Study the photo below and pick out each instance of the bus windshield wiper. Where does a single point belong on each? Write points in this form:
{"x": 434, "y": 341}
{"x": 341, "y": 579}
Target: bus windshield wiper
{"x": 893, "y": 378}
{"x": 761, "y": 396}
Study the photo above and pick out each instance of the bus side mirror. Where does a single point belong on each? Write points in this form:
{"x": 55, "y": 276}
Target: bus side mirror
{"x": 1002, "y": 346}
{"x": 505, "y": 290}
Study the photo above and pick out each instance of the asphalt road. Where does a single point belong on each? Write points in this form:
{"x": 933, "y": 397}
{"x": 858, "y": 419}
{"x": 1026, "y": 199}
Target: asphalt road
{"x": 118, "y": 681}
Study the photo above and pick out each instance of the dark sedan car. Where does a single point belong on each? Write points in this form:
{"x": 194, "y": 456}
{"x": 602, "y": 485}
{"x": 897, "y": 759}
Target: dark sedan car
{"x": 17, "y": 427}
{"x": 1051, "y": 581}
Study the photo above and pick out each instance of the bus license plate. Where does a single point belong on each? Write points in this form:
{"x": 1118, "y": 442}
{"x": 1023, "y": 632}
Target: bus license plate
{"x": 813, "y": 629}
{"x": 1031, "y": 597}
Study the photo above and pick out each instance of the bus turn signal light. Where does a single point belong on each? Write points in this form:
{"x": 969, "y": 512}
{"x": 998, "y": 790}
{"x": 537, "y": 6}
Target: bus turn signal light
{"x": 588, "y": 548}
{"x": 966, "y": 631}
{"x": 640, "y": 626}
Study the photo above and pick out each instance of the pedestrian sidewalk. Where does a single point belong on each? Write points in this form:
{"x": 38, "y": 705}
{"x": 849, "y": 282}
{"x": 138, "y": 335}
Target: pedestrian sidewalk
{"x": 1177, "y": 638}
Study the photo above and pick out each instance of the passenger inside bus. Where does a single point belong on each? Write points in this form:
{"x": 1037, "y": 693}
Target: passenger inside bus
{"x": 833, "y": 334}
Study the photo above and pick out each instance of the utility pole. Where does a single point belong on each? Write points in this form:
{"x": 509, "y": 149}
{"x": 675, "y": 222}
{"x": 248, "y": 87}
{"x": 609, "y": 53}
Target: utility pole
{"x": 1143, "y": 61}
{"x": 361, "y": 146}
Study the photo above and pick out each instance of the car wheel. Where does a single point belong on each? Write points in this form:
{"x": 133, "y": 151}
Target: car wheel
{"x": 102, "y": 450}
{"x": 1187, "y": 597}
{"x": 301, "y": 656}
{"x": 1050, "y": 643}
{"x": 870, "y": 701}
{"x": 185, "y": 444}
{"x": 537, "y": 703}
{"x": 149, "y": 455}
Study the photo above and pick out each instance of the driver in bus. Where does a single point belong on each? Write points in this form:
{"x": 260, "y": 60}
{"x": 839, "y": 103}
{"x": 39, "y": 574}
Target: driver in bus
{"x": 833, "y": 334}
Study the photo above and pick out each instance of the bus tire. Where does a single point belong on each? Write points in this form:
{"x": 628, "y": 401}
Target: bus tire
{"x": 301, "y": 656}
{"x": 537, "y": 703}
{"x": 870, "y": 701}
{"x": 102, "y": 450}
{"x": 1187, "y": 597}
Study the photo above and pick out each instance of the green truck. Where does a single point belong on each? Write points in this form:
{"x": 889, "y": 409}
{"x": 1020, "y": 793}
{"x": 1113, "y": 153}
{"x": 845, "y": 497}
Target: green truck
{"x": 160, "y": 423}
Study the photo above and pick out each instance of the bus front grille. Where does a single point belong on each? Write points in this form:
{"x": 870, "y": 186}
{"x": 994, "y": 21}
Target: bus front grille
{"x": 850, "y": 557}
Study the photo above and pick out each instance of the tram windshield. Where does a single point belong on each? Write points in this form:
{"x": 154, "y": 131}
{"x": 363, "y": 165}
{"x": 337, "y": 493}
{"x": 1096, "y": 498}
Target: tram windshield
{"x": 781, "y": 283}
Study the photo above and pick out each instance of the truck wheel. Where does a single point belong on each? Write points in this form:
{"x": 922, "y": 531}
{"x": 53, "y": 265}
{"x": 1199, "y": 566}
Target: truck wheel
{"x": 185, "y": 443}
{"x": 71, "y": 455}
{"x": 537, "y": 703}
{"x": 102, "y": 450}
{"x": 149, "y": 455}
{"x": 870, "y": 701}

=======

■ **OBJECTIVE**
Rescale the stretch of items from the line containing "of the green" through the end of the items, writing out every line again with the requests included. Multiply each point coordinate in the answers by 0.55 and round to the nearest whole number, halves going up. Leave the requests and their sample points unchanged.

■ **OUTPUT**
Study the photo above and pick out each instance of the green truck. Where does a single point belong on each? Write points in this form:
{"x": 889, "y": 409}
{"x": 1020, "y": 793}
{"x": 1113, "y": 153}
{"x": 845, "y": 497}
Target: green truck
{"x": 88, "y": 233}
Study the photo above and pick out each instance of the bus front grille. Where does a single point belong on each? Write points in this form:
{"x": 870, "y": 186}
{"x": 994, "y": 21}
Target: bus front grille
{"x": 468, "y": 306}
Study the photo above and pick out each instance of the tram windshield. Where does a single point belong on each? Write points in this form:
{"x": 154, "y": 131}
{"x": 363, "y": 165}
{"x": 337, "y": 493}
{"x": 1096, "y": 498}
Target: tram windshield
{"x": 430, "y": 156}
Study the photo above and pick out each instance of the truck wheel. Where does a single point belong on each? Write points in this form:
{"x": 922, "y": 531}
{"x": 53, "y": 265}
{"x": 1199, "y": 566}
Target: truck wheel
{"x": 102, "y": 244}
{"x": 39, "y": 250}
{"x": 295, "y": 387}
{"x": 56, "y": 248}
{"x": 82, "y": 250}
{"x": 479, "y": 386}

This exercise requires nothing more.